__The task__: Please extract the lines beginning with the one that contains "Find the side window;" and continuing through the end of the items, including both ends, and reproduce them without any changes.

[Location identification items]

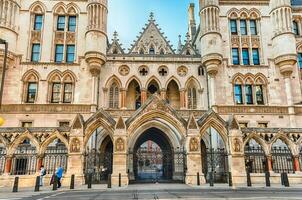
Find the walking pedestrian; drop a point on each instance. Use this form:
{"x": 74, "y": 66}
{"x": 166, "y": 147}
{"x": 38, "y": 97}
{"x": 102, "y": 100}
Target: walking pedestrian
{"x": 59, "y": 174}
{"x": 42, "y": 174}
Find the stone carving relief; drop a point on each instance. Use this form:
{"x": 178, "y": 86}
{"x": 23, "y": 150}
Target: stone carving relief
{"x": 124, "y": 70}
{"x": 75, "y": 145}
{"x": 119, "y": 145}
{"x": 236, "y": 145}
{"x": 194, "y": 144}
{"x": 182, "y": 71}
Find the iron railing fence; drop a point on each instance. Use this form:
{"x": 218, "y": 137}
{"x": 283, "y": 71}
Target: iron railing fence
{"x": 282, "y": 160}
{"x": 216, "y": 159}
{"x": 24, "y": 161}
{"x": 55, "y": 156}
{"x": 99, "y": 165}
{"x": 2, "y": 159}
{"x": 255, "y": 159}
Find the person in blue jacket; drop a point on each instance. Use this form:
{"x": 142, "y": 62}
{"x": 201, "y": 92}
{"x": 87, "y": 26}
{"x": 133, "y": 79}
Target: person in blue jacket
{"x": 59, "y": 174}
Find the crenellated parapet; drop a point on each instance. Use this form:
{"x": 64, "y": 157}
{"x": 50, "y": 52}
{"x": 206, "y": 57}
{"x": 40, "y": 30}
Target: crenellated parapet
{"x": 9, "y": 14}
{"x": 96, "y": 35}
{"x": 211, "y": 41}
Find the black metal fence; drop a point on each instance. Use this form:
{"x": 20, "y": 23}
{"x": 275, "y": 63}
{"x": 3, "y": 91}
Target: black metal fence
{"x": 25, "y": 160}
{"x": 255, "y": 159}
{"x": 282, "y": 160}
{"x": 55, "y": 156}
{"x": 99, "y": 165}
{"x": 216, "y": 161}
{"x": 2, "y": 159}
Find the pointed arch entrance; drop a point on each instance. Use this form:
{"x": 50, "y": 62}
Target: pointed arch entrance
{"x": 153, "y": 159}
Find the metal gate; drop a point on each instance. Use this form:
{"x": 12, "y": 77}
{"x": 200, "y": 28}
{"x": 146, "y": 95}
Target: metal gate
{"x": 255, "y": 159}
{"x": 99, "y": 165}
{"x": 216, "y": 161}
{"x": 282, "y": 160}
{"x": 153, "y": 165}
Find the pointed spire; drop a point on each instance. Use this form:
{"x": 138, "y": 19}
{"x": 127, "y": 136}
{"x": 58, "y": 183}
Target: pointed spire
{"x": 115, "y": 36}
{"x": 151, "y": 17}
{"x": 188, "y": 38}
{"x": 179, "y": 47}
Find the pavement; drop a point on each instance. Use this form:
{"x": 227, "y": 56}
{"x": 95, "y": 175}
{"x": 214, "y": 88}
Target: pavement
{"x": 158, "y": 191}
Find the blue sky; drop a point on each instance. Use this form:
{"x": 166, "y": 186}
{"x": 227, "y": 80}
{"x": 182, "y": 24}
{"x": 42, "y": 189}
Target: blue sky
{"x": 128, "y": 17}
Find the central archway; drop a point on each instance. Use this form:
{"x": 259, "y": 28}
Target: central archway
{"x": 154, "y": 159}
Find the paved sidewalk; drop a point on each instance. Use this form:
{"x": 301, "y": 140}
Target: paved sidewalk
{"x": 6, "y": 193}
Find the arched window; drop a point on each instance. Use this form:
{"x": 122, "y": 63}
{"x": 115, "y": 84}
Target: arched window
{"x": 61, "y": 89}
{"x": 133, "y": 95}
{"x": 30, "y": 88}
{"x": 192, "y": 98}
{"x": 114, "y": 96}
{"x": 151, "y": 50}
{"x": 282, "y": 159}
{"x": 173, "y": 95}
{"x": 255, "y": 159}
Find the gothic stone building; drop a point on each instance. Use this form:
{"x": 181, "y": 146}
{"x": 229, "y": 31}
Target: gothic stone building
{"x": 225, "y": 103}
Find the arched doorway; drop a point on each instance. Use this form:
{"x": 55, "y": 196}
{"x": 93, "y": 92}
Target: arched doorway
{"x": 214, "y": 157}
{"x": 98, "y": 157}
{"x": 153, "y": 159}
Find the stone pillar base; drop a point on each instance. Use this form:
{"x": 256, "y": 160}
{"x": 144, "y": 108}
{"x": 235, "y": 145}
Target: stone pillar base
{"x": 191, "y": 179}
{"x": 115, "y": 180}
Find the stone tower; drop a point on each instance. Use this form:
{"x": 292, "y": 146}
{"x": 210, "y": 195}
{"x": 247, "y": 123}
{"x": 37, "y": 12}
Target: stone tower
{"x": 211, "y": 42}
{"x": 96, "y": 43}
{"x": 284, "y": 46}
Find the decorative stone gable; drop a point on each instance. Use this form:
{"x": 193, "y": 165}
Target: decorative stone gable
{"x": 78, "y": 122}
{"x": 156, "y": 103}
{"x": 151, "y": 37}
{"x": 120, "y": 124}
{"x": 192, "y": 122}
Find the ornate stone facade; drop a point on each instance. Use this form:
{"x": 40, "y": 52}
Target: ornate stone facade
{"x": 235, "y": 76}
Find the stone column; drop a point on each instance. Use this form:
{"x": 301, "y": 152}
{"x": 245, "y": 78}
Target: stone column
{"x": 297, "y": 163}
{"x": 269, "y": 163}
{"x": 236, "y": 153}
{"x": 143, "y": 95}
{"x": 8, "y": 164}
{"x": 123, "y": 98}
{"x": 194, "y": 164}
{"x": 182, "y": 93}
{"x": 119, "y": 154}
{"x": 163, "y": 93}
{"x": 94, "y": 92}
{"x": 39, "y": 162}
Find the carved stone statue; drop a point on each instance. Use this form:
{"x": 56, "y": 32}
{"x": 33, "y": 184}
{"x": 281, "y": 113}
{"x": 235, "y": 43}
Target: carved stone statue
{"x": 237, "y": 145}
{"x": 193, "y": 144}
{"x": 75, "y": 145}
{"x": 119, "y": 145}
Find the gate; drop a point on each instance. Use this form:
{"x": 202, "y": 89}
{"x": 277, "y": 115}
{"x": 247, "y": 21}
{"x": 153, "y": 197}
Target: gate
{"x": 255, "y": 159}
{"x": 216, "y": 160}
{"x": 155, "y": 165}
{"x": 99, "y": 165}
{"x": 282, "y": 160}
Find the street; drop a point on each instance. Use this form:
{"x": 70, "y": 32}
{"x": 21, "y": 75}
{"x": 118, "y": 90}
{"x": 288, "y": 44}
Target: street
{"x": 165, "y": 192}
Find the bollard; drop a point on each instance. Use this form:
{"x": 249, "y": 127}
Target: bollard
{"x": 267, "y": 179}
{"x": 230, "y": 179}
{"x": 211, "y": 179}
{"x": 89, "y": 180}
{"x": 282, "y": 178}
{"x": 109, "y": 181}
{"x": 72, "y": 182}
{"x": 16, "y": 184}
{"x": 37, "y": 186}
{"x": 249, "y": 180}
{"x": 55, "y": 183}
{"x": 119, "y": 180}
{"x": 286, "y": 181}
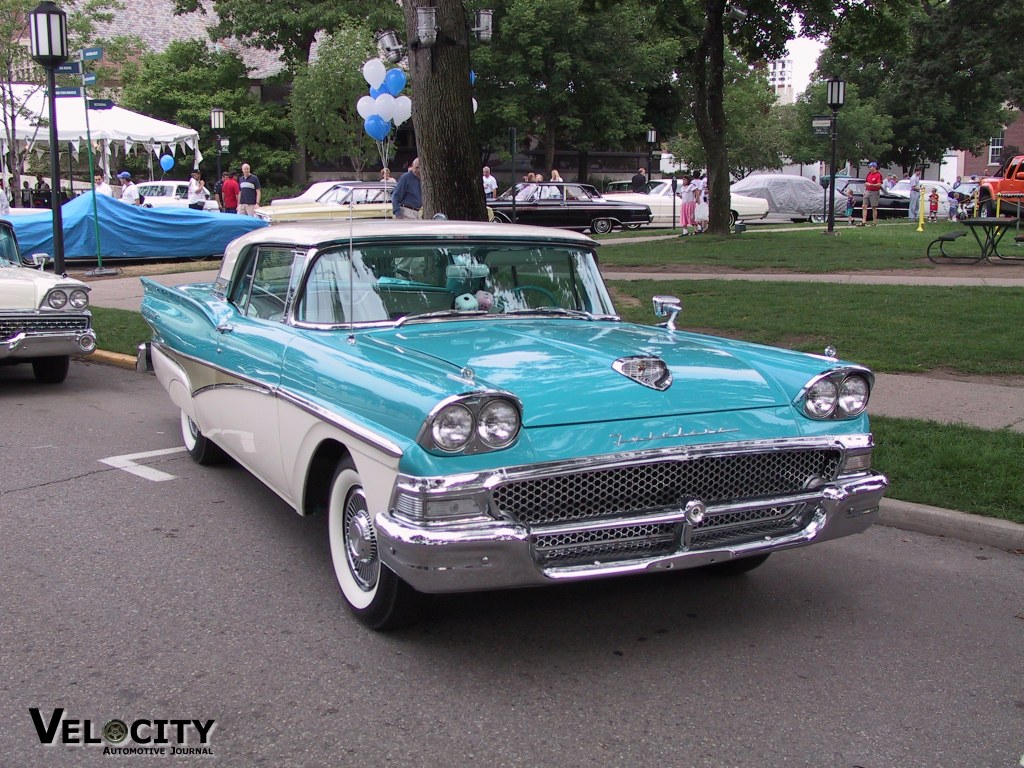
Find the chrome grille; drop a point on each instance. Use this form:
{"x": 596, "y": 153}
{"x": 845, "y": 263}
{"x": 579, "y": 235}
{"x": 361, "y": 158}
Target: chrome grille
{"x": 634, "y": 489}
{"x": 42, "y": 324}
{"x": 733, "y": 527}
{"x": 606, "y": 544}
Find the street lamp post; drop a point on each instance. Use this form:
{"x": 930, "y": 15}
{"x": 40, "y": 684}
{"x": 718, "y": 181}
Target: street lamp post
{"x": 48, "y": 39}
{"x": 217, "y": 124}
{"x": 651, "y": 142}
{"x": 835, "y": 97}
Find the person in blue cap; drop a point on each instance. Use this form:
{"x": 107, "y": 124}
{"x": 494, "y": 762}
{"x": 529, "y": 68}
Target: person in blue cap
{"x": 872, "y": 187}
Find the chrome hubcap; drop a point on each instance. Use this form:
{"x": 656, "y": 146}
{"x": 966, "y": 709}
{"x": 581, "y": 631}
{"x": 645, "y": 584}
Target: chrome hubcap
{"x": 360, "y": 541}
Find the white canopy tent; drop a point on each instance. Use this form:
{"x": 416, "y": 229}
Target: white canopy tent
{"x": 112, "y": 131}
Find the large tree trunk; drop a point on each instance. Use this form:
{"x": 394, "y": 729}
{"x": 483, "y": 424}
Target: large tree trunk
{"x": 709, "y": 114}
{"x": 442, "y": 115}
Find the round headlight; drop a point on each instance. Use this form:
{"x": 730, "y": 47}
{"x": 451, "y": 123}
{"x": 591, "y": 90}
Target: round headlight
{"x": 453, "y": 427}
{"x": 79, "y": 298}
{"x": 853, "y": 395}
{"x": 820, "y": 398}
{"x": 498, "y": 423}
{"x": 56, "y": 299}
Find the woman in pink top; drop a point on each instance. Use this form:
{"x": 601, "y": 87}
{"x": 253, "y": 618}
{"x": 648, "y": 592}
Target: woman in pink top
{"x": 688, "y": 195}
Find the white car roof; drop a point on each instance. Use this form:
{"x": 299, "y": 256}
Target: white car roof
{"x": 309, "y": 235}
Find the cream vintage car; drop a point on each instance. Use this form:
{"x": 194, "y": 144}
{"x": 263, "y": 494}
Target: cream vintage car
{"x": 44, "y": 317}
{"x": 665, "y": 207}
{"x": 345, "y": 200}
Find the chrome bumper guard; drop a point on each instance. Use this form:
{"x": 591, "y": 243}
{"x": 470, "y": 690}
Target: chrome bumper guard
{"x": 500, "y": 554}
{"x": 48, "y": 344}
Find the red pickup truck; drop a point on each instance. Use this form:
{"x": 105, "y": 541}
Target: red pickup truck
{"x": 1008, "y": 183}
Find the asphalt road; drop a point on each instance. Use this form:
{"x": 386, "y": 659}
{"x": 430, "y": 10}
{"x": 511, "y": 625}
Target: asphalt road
{"x": 202, "y": 596}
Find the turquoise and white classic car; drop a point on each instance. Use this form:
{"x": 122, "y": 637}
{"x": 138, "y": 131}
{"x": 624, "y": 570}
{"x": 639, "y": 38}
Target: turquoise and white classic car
{"x": 44, "y": 317}
{"x": 464, "y": 403}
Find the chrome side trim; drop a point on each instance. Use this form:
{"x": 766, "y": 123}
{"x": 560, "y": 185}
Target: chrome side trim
{"x": 235, "y": 381}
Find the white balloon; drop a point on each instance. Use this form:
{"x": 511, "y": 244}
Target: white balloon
{"x": 373, "y": 72}
{"x": 402, "y": 110}
{"x": 366, "y": 107}
{"x": 384, "y": 105}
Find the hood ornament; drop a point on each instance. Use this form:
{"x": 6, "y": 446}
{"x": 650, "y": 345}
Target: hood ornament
{"x": 651, "y": 372}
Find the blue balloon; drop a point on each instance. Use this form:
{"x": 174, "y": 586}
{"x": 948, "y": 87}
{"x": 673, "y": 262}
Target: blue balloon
{"x": 377, "y": 127}
{"x": 394, "y": 81}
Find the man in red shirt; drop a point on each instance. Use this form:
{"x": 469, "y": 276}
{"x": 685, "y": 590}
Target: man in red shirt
{"x": 229, "y": 194}
{"x": 872, "y": 187}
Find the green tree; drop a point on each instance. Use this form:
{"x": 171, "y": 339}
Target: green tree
{"x": 324, "y": 96}
{"x": 186, "y": 81}
{"x": 942, "y": 71}
{"x": 862, "y": 133}
{"x": 292, "y": 28}
{"x": 755, "y": 132}
{"x": 566, "y": 75}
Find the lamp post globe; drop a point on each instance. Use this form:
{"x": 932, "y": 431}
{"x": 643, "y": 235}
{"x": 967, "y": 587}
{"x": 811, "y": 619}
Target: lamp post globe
{"x": 48, "y": 42}
{"x": 835, "y": 97}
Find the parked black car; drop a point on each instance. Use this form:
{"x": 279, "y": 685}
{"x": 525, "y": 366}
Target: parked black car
{"x": 569, "y": 206}
{"x": 890, "y": 206}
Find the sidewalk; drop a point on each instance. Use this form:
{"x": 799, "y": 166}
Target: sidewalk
{"x": 914, "y": 396}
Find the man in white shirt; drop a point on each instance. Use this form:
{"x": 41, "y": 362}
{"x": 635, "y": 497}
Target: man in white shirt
{"x": 100, "y": 185}
{"x": 129, "y": 193}
{"x": 197, "y": 192}
{"x": 489, "y": 184}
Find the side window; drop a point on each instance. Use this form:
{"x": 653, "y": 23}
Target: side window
{"x": 263, "y": 292}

__Task output__:
Find the side window; drop a point on each instance. Use this form:
{"x": 653, "y": 23}
Target: side window
{"x": 263, "y": 292}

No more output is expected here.